◆ Dataset extract
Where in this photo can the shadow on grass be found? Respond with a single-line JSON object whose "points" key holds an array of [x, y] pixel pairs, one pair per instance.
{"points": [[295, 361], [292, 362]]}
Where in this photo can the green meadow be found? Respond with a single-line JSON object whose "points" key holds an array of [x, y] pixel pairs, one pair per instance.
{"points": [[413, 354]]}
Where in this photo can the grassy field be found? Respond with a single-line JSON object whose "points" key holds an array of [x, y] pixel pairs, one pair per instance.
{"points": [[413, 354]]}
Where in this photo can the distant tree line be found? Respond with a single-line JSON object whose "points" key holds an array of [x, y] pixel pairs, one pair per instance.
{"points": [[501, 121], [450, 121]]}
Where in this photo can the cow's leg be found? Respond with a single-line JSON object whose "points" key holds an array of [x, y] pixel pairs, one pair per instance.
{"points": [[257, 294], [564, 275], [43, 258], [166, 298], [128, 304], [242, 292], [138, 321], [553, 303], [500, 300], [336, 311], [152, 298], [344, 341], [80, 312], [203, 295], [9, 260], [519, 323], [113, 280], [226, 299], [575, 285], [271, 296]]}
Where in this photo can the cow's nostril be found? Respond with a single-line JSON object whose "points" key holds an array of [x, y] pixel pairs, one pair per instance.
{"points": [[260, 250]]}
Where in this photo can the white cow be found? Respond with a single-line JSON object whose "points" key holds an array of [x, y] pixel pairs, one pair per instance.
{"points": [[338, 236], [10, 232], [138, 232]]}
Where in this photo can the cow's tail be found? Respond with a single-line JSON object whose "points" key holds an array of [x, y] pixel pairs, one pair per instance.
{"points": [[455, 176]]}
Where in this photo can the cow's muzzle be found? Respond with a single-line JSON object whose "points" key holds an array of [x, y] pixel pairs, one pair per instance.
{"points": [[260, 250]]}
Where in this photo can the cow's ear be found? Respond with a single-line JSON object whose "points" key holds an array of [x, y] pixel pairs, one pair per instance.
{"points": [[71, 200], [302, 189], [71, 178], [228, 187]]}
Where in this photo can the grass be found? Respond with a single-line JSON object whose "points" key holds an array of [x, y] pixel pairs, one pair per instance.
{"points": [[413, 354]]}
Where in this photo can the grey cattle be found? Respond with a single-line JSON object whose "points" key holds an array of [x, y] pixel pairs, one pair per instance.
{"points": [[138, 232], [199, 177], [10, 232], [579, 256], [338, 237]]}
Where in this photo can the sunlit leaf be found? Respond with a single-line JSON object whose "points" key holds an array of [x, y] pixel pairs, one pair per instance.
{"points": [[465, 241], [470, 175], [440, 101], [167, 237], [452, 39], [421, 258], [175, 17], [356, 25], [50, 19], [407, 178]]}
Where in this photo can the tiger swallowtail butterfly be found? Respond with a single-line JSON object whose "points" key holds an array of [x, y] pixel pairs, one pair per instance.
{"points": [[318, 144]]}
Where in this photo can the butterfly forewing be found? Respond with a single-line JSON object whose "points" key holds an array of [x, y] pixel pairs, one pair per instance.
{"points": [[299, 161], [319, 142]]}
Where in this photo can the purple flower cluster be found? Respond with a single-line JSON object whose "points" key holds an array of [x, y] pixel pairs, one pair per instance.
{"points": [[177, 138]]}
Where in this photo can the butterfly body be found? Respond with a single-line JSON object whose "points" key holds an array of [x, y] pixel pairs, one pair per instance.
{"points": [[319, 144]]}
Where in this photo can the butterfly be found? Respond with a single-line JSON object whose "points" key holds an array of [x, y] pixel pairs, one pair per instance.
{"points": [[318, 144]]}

◆ Task brief
Take the records and restate them word for word.

◆ Response to the exercise
Where in this photo can the shadow on grass be found? Respond with a single-line JSON object whose "points" key holds an array of [x, y] pixel pairs, one pair per instance.
{"points": [[295, 361], [292, 362]]}
Where in this photo can the green meadow be found? Respond with a single-line JSON object whose "points" key holds an array of [x, y] pixel pairs, one pair per instance.
{"points": [[413, 354]]}
Where in this photo can the grassy field be found? Respond with a single-line JSON object whose "points" key holds an array of [x, y] pixel pairs, one pair per instance.
{"points": [[413, 354]]}
Where in this photo can the distant tree line be found? Respond with a single-line JSON object whose "points" key holds an array of [x, y] pixel pairs, one pair per instance.
{"points": [[501, 121], [450, 121]]}
Where in this photo can the cow's leg be found? Respond with a single-line JSON object whose "points" key holds an array of [x, y] pixel pairs, one pair per instance.
{"points": [[257, 294], [564, 275], [43, 258], [166, 298], [128, 304], [242, 292], [138, 321], [553, 303], [500, 300], [336, 311], [152, 298], [344, 341], [80, 312], [203, 295], [9, 260], [519, 323], [113, 280], [226, 299], [575, 285], [271, 296]]}
Where in this photo can the cow's nostril be found? Respond with a single-line JSON object whose "points" key holds an array of [x, y] pixel pairs, one pair per instance.
{"points": [[260, 250]]}
Where in this photo can the white cow be found? Respond with a single-line JSON object whose "points" key holds an array of [x, y] pixel pairs, one pair per instance.
{"points": [[338, 236], [10, 232], [138, 232]]}
Where in this photo can the cow's tail be found? Respond with a single-line JSON object whose "points" key holds an array of [x, y] pixel pairs, one pair per instance.
{"points": [[455, 176]]}
Where in this photo can the cow's muzzle be found? Respond with a single-line JSON object whose "points" key holds an array of [x, y] pixel pairs, one pair per instance.
{"points": [[260, 250]]}
Where in this photo can the cow's ear be found? Respond with a single-line JSON object whose "points" key holds an array of [x, y] pixel pairs, one pair per instance.
{"points": [[71, 200], [302, 189], [71, 178], [228, 187]]}
Where in this photo can the grass be found? Respond with a single-line JSON object whose "points" key holds an array of [x, y] pixel pairs, one pair per instance.
{"points": [[413, 354]]}
Where in this photo can the grey cattle be found? Respond with a single-line JSON object whose "points" key holds an array of [x, y] pixel pairs, one pair per instance.
{"points": [[138, 232], [199, 177], [10, 232], [579, 256], [338, 237]]}
Where in this photo can the sunlit leaf be found? Respond with a single-line JSON object whose "points" key holds an array of [x, y] pixel pairs, one pair per instance.
{"points": [[465, 241], [470, 175], [440, 101], [167, 237], [452, 39], [421, 258], [175, 17], [356, 25], [50, 19], [407, 178]]}
Where in this photo can the tiger swallowtail butterfly be found? Respond with a single-line JSON object whose "points" key holds an array of [x, y] pixel pairs, one pair per instance.
{"points": [[318, 144]]}
Where in this photo can the butterfly forewing be found? Respond with a single-line JSON object whose "points" key holds an array of [x, y] pixel pairs, one pair per instance.
{"points": [[299, 161], [319, 142]]}
Where in this photo can the purple flower cluster be found? Respond with a single-line JSON object whose "points" key holds an array of [x, y] pixel pairs, one pair per instance.
{"points": [[177, 138]]}
Where in this photo can the butterfly body be found? Respond with a single-line JSON object whose "points" key holds an array of [x, y] pixel pairs, one pair per instance.
{"points": [[319, 144]]}
Where in this photo can the butterfly be found? Respond with a single-line JSON object whose "points" key holds an array of [x, y] pixel pairs, one pair per instance.
{"points": [[318, 144]]}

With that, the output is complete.